Accredited investor

Drilling and producing hydrocarbons from proven oil and natural gas fields is a time-tested, consistent, and low-risk avenue for qualified accredited investors. With direct investment opportunities booming in domestic oil and gas drilling, the dynamics have never been more promising for investors. For an accredited investor, investing in direct investment projects and proven reserve leasehold acquisitions not only provides long term returns, but also entails numerous tax benefits. An accredited investor is an individual who either has a net worth over $1 million or an income in excess of $200,000 (or $300,000 combined with a spouse) for the current and last two years. Continuing the proposition further, in this post, we look at the ways a high net worth individual can receive the accreditation status and qualify to invest in oil and gas.

1. Certified Letter
An investor can obtain written confirmation from either a registered investment advisor, a broker-dealer, a licensed attorney, or a certified public accountant (CPA). The letter must certify that all reasonable steps were taken to verify the credentials of the investor, deeming them accredited within 3 months prior to the issuance of the confirmation. This method is beneficial for investors who have an accountant or lawyer to draft a written statement of accreditation.

2. Income Method
An investor can also choose to prove their credentials as an accredited investor through written records of their income. Such individuals can provide solicited documents, such as pay stubs or tax filings, that prove that their individual income exceeds $200,000 in each of the two most recent years. Investors can also provide documents proving a joint income with a spouse in excess of $300,000, for two most recent years and the current one.

### [INSTRUCTIONS]
(A) From the text on accredited investors, list every kind of professional who can write a letter confirming that an investor is accredited.
(B) Check each statement against the text on accredited investors. Answer yes or no, and quote the words that settle it.
(i) An accredited investor needs both a net worth over $1 million and an income above $200,000.
(ii) The certified letter must say the investor was found to be accredited within 3 months before the letter was issued.
(iii) Under the income method, pay stubs can serve as proof.
(C) Carry the text on accredited investors forward from its last sentence.

### [ENTRIES SHOWN]

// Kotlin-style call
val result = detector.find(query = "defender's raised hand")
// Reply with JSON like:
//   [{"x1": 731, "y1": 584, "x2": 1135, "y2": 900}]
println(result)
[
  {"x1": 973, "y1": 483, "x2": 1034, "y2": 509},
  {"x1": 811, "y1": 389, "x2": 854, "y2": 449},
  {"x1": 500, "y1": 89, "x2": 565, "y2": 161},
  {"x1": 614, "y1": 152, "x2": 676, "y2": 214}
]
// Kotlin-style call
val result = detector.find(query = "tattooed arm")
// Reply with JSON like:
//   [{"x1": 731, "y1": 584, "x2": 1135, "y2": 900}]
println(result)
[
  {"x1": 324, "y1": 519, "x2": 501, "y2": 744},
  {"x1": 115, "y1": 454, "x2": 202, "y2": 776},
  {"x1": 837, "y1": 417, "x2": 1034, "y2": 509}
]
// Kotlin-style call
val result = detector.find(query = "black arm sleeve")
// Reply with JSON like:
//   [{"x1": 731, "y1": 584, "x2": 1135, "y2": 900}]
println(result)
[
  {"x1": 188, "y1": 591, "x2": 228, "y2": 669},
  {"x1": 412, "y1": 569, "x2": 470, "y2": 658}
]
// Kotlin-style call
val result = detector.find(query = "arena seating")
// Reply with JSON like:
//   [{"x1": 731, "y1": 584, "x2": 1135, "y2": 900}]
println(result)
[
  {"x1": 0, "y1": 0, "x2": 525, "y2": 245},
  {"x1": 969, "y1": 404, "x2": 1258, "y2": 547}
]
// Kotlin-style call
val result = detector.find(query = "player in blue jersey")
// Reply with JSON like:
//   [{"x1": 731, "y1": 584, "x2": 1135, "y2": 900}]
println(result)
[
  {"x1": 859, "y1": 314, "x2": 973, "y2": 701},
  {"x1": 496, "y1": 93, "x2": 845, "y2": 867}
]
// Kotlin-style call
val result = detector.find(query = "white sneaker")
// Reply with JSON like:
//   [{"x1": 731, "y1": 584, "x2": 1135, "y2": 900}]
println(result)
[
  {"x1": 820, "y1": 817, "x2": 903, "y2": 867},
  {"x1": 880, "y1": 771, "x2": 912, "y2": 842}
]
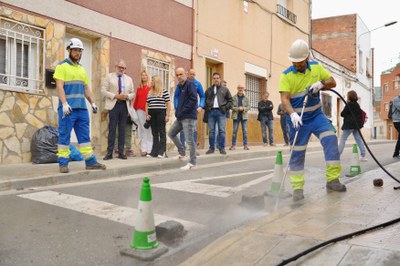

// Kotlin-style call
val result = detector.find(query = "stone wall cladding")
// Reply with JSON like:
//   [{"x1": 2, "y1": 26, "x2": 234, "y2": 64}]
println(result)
[{"x1": 0, "y1": 6, "x2": 109, "y2": 164}]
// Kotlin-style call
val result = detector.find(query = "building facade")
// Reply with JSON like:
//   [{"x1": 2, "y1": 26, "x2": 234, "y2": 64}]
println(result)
[
  {"x1": 0, "y1": 0, "x2": 193, "y2": 163},
  {"x1": 380, "y1": 63, "x2": 400, "y2": 140},
  {"x1": 312, "y1": 14, "x2": 374, "y2": 139},
  {"x1": 193, "y1": 0, "x2": 310, "y2": 147}
]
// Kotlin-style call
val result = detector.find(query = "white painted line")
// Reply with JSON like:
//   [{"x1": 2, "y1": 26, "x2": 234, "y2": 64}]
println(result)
[
  {"x1": 18, "y1": 191, "x2": 206, "y2": 231},
  {"x1": 152, "y1": 170, "x2": 274, "y2": 198}
]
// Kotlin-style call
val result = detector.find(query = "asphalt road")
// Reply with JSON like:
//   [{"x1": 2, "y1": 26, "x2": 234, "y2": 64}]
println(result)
[{"x1": 0, "y1": 143, "x2": 393, "y2": 266}]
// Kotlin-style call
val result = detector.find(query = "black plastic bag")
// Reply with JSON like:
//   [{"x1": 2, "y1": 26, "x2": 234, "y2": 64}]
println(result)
[{"x1": 31, "y1": 126, "x2": 58, "y2": 164}]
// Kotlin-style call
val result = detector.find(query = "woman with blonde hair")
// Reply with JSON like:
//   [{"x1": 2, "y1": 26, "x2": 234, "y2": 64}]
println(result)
[
  {"x1": 133, "y1": 70, "x2": 153, "y2": 156},
  {"x1": 339, "y1": 90, "x2": 367, "y2": 162},
  {"x1": 146, "y1": 75, "x2": 170, "y2": 159}
]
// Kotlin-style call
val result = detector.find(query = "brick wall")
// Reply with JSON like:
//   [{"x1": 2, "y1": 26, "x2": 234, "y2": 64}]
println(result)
[{"x1": 312, "y1": 14, "x2": 357, "y2": 72}]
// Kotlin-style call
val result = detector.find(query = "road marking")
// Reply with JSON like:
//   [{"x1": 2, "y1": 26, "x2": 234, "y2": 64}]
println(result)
[
  {"x1": 18, "y1": 191, "x2": 206, "y2": 231},
  {"x1": 152, "y1": 170, "x2": 274, "y2": 198}
]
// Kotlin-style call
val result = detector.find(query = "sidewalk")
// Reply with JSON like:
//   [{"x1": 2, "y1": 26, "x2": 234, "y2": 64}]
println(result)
[{"x1": 180, "y1": 141, "x2": 400, "y2": 266}]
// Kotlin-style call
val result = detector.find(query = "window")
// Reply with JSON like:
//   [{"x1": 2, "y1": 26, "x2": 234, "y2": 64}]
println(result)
[
  {"x1": 245, "y1": 74, "x2": 266, "y2": 111},
  {"x1": 276, "y1": 0, "x2": 297, "y2": 24},
  {"x1": 147, "y1": 58, "x2": 174, "y2": 95},
  {"x1": 321, "y1": 93, "x2": 332, "y2": 119},
  {"x1": 0, "y1": 18, "x2": 45, "y2": 93},
  {"x1": 358, "y1": 50, "x2": 364, "y2": 74}
]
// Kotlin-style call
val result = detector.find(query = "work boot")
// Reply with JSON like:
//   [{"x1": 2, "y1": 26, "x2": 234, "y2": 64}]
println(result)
[
  {"x1": 206, "y1": 149, "x2": 214, "y2": 154},
  {"x1": 60, "y1": 165, "x2": 69, "y2": 174},
  {"x1": 293, "y1": 189, "x2": 304, "y2": 201},
  {"x1": 86, "y1": 163, "x2": 107, "y2": 170},
  {"x1": 326, "y1": 179, "x2": 346, "y2": 192}
]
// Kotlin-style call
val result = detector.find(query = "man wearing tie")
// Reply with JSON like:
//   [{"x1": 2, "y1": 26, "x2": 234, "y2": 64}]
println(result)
[{"x1": 101, "y1": 59, "x2": 135, "y2": 160}]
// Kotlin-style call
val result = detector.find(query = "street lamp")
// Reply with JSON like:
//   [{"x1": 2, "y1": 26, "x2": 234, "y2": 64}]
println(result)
[
  {"x1": 357, "y1": 21, "x2": 397, "y2": 137},
  {"x1": 357, "y1": 21, "x2": 397, "y2": 46}
]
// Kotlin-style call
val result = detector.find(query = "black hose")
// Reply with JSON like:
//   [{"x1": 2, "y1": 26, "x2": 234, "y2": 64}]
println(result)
[
  {"x1": 278, "y1": 90, "x2": 400, "y2": 266},
  {"x1": 277, "y1": 217, "x2": 400, "y2": 266}
]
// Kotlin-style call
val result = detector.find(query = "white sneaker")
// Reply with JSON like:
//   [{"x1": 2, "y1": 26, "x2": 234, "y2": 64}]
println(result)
[
  {"x1": 180, "y1": 163, "x2": 196, "y2": 170},
  {"x1": 176, "y1": 154, "x2": 188, "y2": 161}
]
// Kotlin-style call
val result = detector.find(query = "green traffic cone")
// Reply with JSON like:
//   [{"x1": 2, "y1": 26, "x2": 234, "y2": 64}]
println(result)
[
  {"x1": 264, "y1": 151, "x2": 290, "y2": 197},
  {"x1": 131, "y1": 177, "x2": 158, "y2": 250},
  {"x1": 350, "y1": 144, "x2": 361, "y2": 176}
]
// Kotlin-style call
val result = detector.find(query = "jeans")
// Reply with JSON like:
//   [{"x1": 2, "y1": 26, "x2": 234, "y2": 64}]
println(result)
[
  {"x1": 260, "y1": 116, "x2": 274, "y2": 144},
  {"x1": 208, "y1": 109, "x2": 226, "y2": 150},
  {"x1": 107, "y1": 101, "x2": 128, "y2": 155},
  {"x1": 281, "y1": 115, "x2": 289, "y2": 144},
  {"x1": 393, "y1": 122, "x2": 400, "y2": 157},
  {"x1": 148, "y1": 109, "x2": 167, "y2": 157},
  {"x1": 179, "y1": 130, "x2": 197, "y2": 149},
  {"x1": 339, "y1": 129, "x2": 365, "y2": 157},
  {"x1": 232, "y1": 117, "x2": 247, "y2": 146},
  {"x1": 168, "y1": 119, "x2": 197, "y2": 165}
]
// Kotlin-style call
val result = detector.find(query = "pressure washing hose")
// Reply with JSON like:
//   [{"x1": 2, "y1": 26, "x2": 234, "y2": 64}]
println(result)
[{"x1": 278, "y1": 90, "x2": 400, "y2": 266}]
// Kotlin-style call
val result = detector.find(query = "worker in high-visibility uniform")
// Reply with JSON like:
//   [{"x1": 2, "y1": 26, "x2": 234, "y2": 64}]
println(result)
[
  {"x1": 279, "y1": 40, "x2": 346, "y2": 201},
  {"x1": 53, "y1": 38, "x2": 106, "y2": 173}
]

### [ANSWERS GIVEN]
(A)
- a registered investment advisor
- a broker-dealer
- a licensed attorney
- a certified public accountant (CPA)

(B)
(i) No: "either has a net worth over $1 million or an income in excess of $200,000"
(ii) Yes: "deeming them accredited within 3 months prior to the issuance of the confirmation"
(iii) Yes: "such as pay stubs or tax filings"

(C)
3. Net Worth Method
A HNWI may be an accredited investor by the status of his/her individual or joint net worth, which must be in excess of $1M. This method requires the disclosure of the investor’s assets and liabilities for calculating their net worth. However, the value of the investor’s primary residence is not accounted for in the net worth calculation, the debt incurred in the last two months against the primary residence – and any debt in excess of the value of the primary residence – factors in as the depreciated value from their net worth. Also, this may not include the value of any vehicles in the individual’s ownership.

In conclusion
In order for a firm to protect themselves from current financial regulations and penalties, the potential investors credentials must be documented and verified  before any potential prospect can be brought on to a project or firm. In addition to the methods we have discussed, investors can also provide credit reports, bank statements, real estate appraisals, and brokerage statements to verify their accreditation. To find out whether you qualify as an accredited investor, simply call (866) 545-1225 or fill out our contact form and we will get back to you, shortly.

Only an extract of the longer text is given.